#### [YOUR GOAL]
Wherever a picture sits, omit it. Output the rest of the listing exactly.

#### [RECORDS PROVIDED]

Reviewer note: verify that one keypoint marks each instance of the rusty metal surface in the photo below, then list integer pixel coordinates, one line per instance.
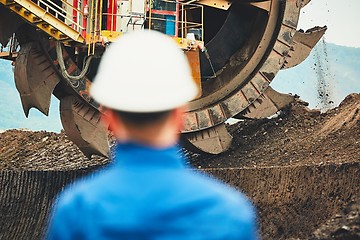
(243, 87)
(35, 78)
(6, 29)
(214, 140)
(303, 43)
(82, 125)
(268, 104)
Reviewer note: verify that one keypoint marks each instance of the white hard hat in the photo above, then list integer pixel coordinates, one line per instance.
(144, 71)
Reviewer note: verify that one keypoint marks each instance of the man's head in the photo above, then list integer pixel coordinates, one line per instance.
(144, 80)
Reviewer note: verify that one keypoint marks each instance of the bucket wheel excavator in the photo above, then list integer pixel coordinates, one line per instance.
(235, 49)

#### [WRITTEN RESPONSE]
Reviewer note: verify that one keypoint marks each instance of the rusty metal surface in the photo below, then list integer pixel coordinates, one line per instance.
(243, 87)
(35, 78)
(6, 29)
(214, 140)
(303, 43)
(82, 125)
(268, 104)
Reviewer note: verify that one keypoint marks each instance of the white hard hat in the photo above, then list integer pixel coordinates, one line per instance.
(144, 71)
Reviewer note: verify that one keypoint marks each instance of the man's head in the photo above, then list integer pixel coordinates, one line per instance.
(144, 80)
Reviewer note: verify that one keypoint marks each instance of the bucket wheel excavator in the photo above, then list integer pixel coordinates, one line per instance.
(235, 49)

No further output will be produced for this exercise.